_Texto fornecido_
Este
é um dos textos mais enigmáticos, densos e trágicos que conhecemos de todo o
conteúdo das Escrituras. Provavelmente nunca entenderemos toda a trama
envolvida neste episódio, e os conflitos subjacentes a este conflito
experimentado por Abrão.
O que está acontecendo no texto?
Logo após a promessa de Deus de dar aquelas terras a Abrão
e à sua descendência, este levanta uma questão: “Como posso saber que a
história vai funcionar de acordo com sua promessa?” De um ponto de vista,
as promessas de Deus seriam suficientes pelo seu caráter, no entanto, Abrão
pede um sinal para saber se elas iriam se cumprir. As promessas eram de tal
magnitude que são chamadas de alianças.
Deus então pede a Abrão para preparar o sacrifício: É
bom lembrarmos que até então não havia sido dado uma ordenança clara sobre a
forma de culto, e nem havia ainda revelado a forma como deveria ser adorado. A
legislação mosaica, as ordenanças e princípios de culto e adoração só seriam
dados após muitos anos a Moisés.
Abrão atende à solicitação do Senhor, matando os
animais requeridos, mas algo profundamente estranho e enigmático acontece: “aves de rapina desciam sobre os cadáveres” (Gn
15.11). Além destes estranhos fatores externos, o texto mostra que Abrão sofre
uma profunda dor, uma angústia visceral no qual todo o seu corpo é afetado. “caiu profundo sono sobre Abrão, e grande
pavor e cerradas trevas o acometeram”. (Gn 15.12). Depois disto, Deus
revela a Abrão o significado daquela experiência, e o que ele estava
experimentando na própria carne.
Tentando
entender o sentido do texto:
A
experiência de Abrão, se assemelha em
muito ao “anfektung” humano, palavra esta escolhida por Lutero para revelar um
profundo sentimento de angústia, difuso, e ao mesmo tempo, profundamente
concreto que ele costumeiramente enfrentava no seu viver na sua relação com
Deus.
Abrão está entrando em contacto com a profundidade de
uma dor indecifrável, e talvez por esta razão, este texto seja tão
profundamente carregado desta “dor e aflição”. Abrão precisa enxotar “as aves
de rapina”, ao mesmo tempo em que experimenta “grande pavor e cerradas trevas”.

[Linhas do conjunto de dados de apontamento de objetos]

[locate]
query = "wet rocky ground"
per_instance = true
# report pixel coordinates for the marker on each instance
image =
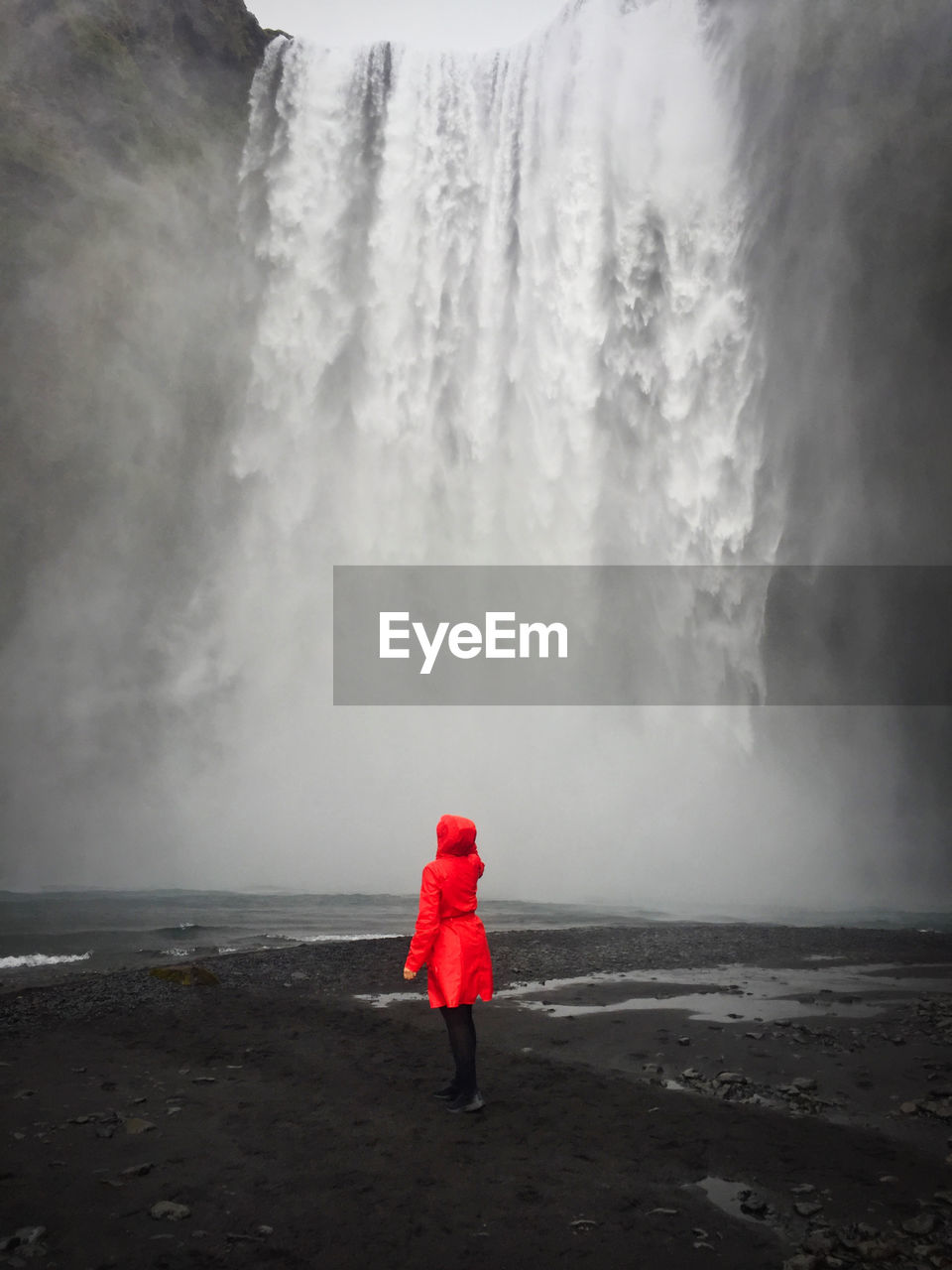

...

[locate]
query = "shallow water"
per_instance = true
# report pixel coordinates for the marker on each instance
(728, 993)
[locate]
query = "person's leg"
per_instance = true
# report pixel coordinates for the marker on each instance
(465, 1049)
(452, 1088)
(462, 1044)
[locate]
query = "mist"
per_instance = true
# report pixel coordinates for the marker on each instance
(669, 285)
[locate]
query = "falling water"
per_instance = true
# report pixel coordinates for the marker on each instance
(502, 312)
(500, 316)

--

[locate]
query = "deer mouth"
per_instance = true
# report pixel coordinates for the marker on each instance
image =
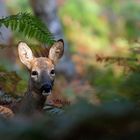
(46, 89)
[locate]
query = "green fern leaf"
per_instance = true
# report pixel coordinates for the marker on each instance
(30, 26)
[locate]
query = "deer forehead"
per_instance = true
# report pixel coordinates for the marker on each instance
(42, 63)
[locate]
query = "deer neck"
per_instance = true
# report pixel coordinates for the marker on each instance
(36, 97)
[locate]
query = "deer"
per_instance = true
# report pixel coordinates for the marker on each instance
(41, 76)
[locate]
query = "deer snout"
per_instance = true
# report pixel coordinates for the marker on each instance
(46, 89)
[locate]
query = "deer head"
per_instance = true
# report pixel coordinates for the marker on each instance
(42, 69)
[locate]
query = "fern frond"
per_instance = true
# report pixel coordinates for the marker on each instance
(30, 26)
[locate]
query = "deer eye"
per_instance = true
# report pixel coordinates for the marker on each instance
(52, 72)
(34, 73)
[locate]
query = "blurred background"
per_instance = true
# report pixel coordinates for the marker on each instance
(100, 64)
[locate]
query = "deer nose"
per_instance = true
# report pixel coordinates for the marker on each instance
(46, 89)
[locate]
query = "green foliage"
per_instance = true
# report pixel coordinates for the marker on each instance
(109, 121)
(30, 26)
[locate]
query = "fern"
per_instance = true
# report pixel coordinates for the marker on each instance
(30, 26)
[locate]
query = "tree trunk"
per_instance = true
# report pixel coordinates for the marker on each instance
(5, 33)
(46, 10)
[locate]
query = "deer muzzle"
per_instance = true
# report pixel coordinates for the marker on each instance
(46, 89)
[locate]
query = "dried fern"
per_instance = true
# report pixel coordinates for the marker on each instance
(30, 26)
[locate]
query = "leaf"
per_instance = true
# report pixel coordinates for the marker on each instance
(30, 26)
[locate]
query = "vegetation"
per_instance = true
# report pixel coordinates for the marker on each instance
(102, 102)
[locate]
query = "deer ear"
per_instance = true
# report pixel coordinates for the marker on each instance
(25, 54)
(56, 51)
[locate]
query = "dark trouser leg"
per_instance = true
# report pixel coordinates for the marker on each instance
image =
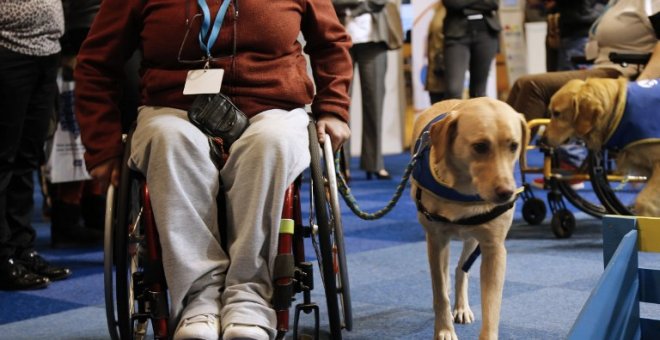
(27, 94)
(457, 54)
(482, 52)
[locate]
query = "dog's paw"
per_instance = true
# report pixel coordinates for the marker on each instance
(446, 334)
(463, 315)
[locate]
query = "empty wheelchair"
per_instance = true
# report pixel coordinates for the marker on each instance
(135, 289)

_Objetivo do exercício_
Dê continuidade ao texto sobre Abrão em Gênesis 15, começando logo após a última frase que aparece acima.

_A resposta_
Curiosamente esta experiência é algo conectada a um homem no meio de seu
diálogo com Deus. A profunda vivência daquele momento traz não uma experiência
de gozo e paz, mas um sentimento angustiante e dolorido. O corpo de Abrão perde
a resistência, e isto é revelado na declaração de que veio sobre ele “um pesado sono”. (Gn 15.12). Normalmente
falamos do andar com Deus como experiência da graça, e isto não apenas é
verdadeiro, mas prometido na palavra. “Na sua presença há plenitude de
alegria”. Muitas vezes, contudo, a experiência com Deus gera situações
conflitantes e nos leva a uma verdadeira odisséia ao “vale de Jaboque” (Gn 32) como no caso de Jacó, ou no vale de ossos
secos, como experimentou Ezequiel (Ez 37), quando experimentamos noites de lutas, indefinidas,
confusas, com sentimentos distintos, compreensões parciais e lutas externas e
internas para que a revelação de Deus se manifeste na sua plenitude em nossa
existência e realize sua obra em nossa caminhada de fé.
Abrão está vivendo um parto existencial, uma angústia
existencial proveniente da antecipação de profundas e sublimes revelações que Deus
lhe deseja comunicar. Enxotar as aves de rapina e experimentar o pavor e
cerradas trevas, faz parte deste processo de Deus.
Aplicações:
Diante
deste texto, gostaria de sugerir algumas licões que podemos extrair:
1.
No meio da dor
e de cerradas trevas, nunca se esqueça que o seu Deus é santo e eterno –
Quando Deus colocou Abrão no meio desta experiência de
angústia existencial, ele o fez para prepará-lo para uma grande revelação. Na
verdade Deus o fez experimentar antecipadamente parte da dor que precedia o seu
glorioso intento para o povo que ele pretendia preparar, escolher e colocar o
seu nome na descendência de Abrão para abençoar todas as famílias da terra. Deus
possuía um propósito definido e claro ao levar Abrão para esta experiência com
“aves de rapina, com o grande pavor e as cerradas trevas que o acometem”. A
passagem de Abrão por este vale tinha propósito. Deus estava antecipando os
eventos que se dariam na história quando, em seu Filho amado, seu
plano se cumpriria. Abrão jamais entenderia isto tudo sem passar por esta dor e
experimentar estas densas trevas que Deus permite que o acometa.
Costumeiramente perdemos o sentido da santidade de Deus
no meio de nossas dramáticas experiências. Facilmente tendemos a nos esquecer
quais são os seus propósitos e baseados nas nossas motivações que nem sempre
são as mais santas, projetamos em Deus a iniqüidade que é nossa, colocando Deus
no mesmo patamar de nossas intenções.
A primeira tentação narrada na Bíblia, que culminou na
queda da raça humana, começou com uma interrogação de satanás sobre a motivação
de Deus para as suas criaturas. “É certo
que não morrereis. Porque Deus sabe que no dia em que dele comerdes se vos
abrirão os olhos, e como Deus, sereis conhecedores do bem e do mal” (Gn 3.4,5).
Satanás lança suspeita sobre as intenções de Deus. Será que Ele está bem
motivado ao fazer o que faz? Ou será que isto é apenas sua estratégia para
impedir que sejamos como ele também é? Não estaria Deus regendo o mundo
tiranicamente, fundamentando seu governo em uma mentira?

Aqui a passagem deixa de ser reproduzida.